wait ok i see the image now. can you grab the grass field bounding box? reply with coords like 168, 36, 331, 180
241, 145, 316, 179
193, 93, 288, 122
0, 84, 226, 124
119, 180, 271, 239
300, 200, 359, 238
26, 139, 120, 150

──────────

■ WHAT IS NEEDED ■
Retype every record above exactly.

■ SOLUTION TO THIS EXERCISE ■
wait ok i see the image now. can you grab the grass field bounding box? reply with coords like 168, 36, 331, 180
241, 145, 316, 179
193, 93, 288, 122
0, 84, 226, 124
119, 180, 271, 239
300, 200, 359, 238
26, 139, 120, 150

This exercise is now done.